> **QUÉ HACER**
Reescribe todas las líneas de abajo sustituyendo "Tell me" por "Let me know". Lo demás debe quedar igual.

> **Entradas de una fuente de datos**

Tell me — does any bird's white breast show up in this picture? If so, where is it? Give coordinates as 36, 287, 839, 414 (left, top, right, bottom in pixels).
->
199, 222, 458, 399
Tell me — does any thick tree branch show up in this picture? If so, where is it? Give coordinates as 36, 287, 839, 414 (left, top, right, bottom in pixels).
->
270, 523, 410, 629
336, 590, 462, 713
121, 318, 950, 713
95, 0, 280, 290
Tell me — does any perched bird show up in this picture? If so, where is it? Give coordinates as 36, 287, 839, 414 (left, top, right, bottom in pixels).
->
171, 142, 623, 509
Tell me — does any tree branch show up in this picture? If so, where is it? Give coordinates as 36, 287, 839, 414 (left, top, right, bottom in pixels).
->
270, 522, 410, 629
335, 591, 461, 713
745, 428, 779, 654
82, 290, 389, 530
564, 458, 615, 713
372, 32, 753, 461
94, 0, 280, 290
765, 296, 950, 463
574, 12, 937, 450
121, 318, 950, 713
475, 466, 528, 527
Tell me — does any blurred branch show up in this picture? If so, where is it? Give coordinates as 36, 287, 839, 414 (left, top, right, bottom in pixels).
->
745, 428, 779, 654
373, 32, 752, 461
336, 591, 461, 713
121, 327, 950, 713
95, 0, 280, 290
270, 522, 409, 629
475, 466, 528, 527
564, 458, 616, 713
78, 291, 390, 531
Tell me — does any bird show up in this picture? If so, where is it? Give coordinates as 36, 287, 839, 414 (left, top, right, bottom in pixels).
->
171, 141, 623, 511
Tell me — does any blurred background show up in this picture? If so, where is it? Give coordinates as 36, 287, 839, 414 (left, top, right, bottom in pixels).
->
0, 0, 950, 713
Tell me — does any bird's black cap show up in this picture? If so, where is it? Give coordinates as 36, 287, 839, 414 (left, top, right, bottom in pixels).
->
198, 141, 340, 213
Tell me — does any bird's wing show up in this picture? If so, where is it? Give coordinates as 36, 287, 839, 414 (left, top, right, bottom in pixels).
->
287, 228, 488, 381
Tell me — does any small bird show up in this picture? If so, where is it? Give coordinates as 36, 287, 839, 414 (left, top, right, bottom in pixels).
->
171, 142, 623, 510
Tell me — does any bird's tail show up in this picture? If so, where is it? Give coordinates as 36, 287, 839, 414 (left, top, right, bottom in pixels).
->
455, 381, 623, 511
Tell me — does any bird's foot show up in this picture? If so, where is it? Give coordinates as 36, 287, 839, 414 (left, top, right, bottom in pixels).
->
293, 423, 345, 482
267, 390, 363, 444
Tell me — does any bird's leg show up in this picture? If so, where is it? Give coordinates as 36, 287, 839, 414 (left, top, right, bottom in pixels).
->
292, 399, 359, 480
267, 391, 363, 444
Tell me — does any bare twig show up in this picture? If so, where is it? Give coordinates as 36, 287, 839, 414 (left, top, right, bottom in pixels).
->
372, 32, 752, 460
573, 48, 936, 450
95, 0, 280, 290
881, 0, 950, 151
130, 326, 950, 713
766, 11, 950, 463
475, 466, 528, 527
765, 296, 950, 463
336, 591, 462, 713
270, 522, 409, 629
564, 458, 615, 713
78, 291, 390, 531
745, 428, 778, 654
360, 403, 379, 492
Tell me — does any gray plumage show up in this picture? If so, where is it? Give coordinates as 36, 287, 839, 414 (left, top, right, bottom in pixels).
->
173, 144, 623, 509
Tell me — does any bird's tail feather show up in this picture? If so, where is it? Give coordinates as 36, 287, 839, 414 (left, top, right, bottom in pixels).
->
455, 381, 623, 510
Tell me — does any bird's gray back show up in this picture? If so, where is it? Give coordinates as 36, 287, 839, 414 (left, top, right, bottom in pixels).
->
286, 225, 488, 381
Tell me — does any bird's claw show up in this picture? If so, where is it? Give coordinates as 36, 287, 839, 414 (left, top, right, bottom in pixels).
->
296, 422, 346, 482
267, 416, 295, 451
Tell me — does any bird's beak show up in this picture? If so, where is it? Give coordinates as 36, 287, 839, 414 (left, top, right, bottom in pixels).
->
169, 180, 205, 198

> **RESULTADO**
Let me know — does any bird's white breast show up in this picture? If so, where is it? Give coordinates as 36, 287, 839, 414 (left, top, right, bottom in pixels).
->
199, 222, 458, 399
Let me know — does any thick tree branch show up in this picture? If so, where is it? Give coordinates as 36, 287, 839, 414 (left, top, right, bottom in pixels).
->
270, 523, 410, 629
336, 590, 462, 713
121, 318, 950, 713
95, 0, 280, 290
Let me know — does any perched bird show up in this picture? If so, where is it? Give coordinates as 36, 287, 839, 414 (left, top, right, bottom in pixels).
->
171, 142, 623, 509
Let me know — does any tree branch show up in this picture? If so, where is it? Give coordinates as 36, 287, 839, 414 (left, top, right, bottom in pixels).
->
270, 522, 410, 629
335, 591, 461, 713
745, 428, 779, 654
82, 290, 389, 530
564, 458, 615, 713
372, 32, 753, 461
94, 0, 280, 290
765, 296, 950, 463
574, 12, 937, 450
121, 318, 950, 713
475, 466, 528, 527
Let me know — does any blurred branch show up in this picture? If so, where is it? Give coordinates as 36, 287, 839, 414 (left, top, right, bottom in pixels).
->
745, 428, 779, 654
373, 32, 752, 461
336, 591, 461, 713
121, 327, 950, 713
95, 0, 280, 290
270, 522, 409, 629
475, 466, 528, 527
564, 458, 616, 713
78, 291, 390, 531
Let me know — does any bird show up in this picture? If so, where is it? Give coordinates as 36, 287, 839, 414 (left, top, right, bottom in pixels).
->
171, 141, 623, 511
Let me know — does any blurred background show up in this picture? If so, where is it? Give coordinates as 36, 287, 839, 414 (left, top, right, bottom in pixels).
->
0, 0, 950, 713
Let me know — does any bird's black cap show up in this picture? If so, where is it? Give coordinates as 36, 287, 839, 414 (left, top, right, bottom in pixels).
->
198, 141, 340, 213
Let me know — does any bird's wing show up in this picture? If so, where is it? Give coordinates as 36, 287, 839, 414 (left, top, right, bottom in pixels).
->
287, 228, 488, 381
Let me know — does any small bird show up in this picture? If so, where is it? Give coordinates as 36, 287, 839, 414 (left, top, right, bottom in pixels).
->
171, 142, 623, 510
Let me know — does any bird's tail show up in this picture? If so, where is it? Give coordinates as 36, 287, 839, 414 (left, top, right, bottom in pixels).
->
455, 381, 623, 511
Let me know — does any bird's foot show up in this picture? If so, where is it? Give coordinates as 36, 287, 839, 414 (left, top, right, bottom in pixels).
->
293, 423, 345, 482
267, 390, 363, 444
Let me know — does any bird's leg show up in this picture? If so, where is it? Give coordinates as 36, 287, 839, 414 (left, top, right, bottom in pixels).
->
292, 399, 359, 480
267, 391, 363, 444
Let me know — does any bare twig show up in this picture? If so, where is it? Give coordinates as 36, 287, 839, 414 (left, top, right, bottom in pixels).
->
372, 32, 752, 460
573, 48, 936, 450
95, 0, 280, 290
881, 0, 950, 151
130, 326, 950, 713
766, 11, 950, 463
475, 466, 528, 527
765, 296, 950, 463
336, 591, 462, 713
270, 522, 409, 629
564, 458, 615, 713
78, 291, 390, 531
745, 428, 778, 654
360, 403, 379, 492
Let me know — does any gray plumage show up in this picture? If so, where is it? Give coordinates as 36, 287, 839, 414 (left, top, right, bottom in pixels).
->
173, 144, 623, 509
Let me know — does any bird's tail feather show up in this picture? If so, where is it? Give coordinates as 36, 287, 839, 414 (left, top, right, bottom in pixels).
->
455, 381, 623, 510
Let me know — does any bird's gray back show up in this picture? If so, where is it? Give coordinates as 36, 287, 839, 414 (left, top, right, bottom in pixels).
->
286, 225, 488, 381
Let me know — does any bird's claw show up in this picture? If so, where is it? Give coordinates as 36, 287, 839, 414 (left, top, right, bottom in pixels).
->
296, 422, 346, 482
267, 416, 295, 451
Let me know — does any bird's beak show up in this picture? If so, where is it? Give coordinates as 36, 287, 839, 414 (left, top, right, bottom in pixels).
->
169, 180, 205, 198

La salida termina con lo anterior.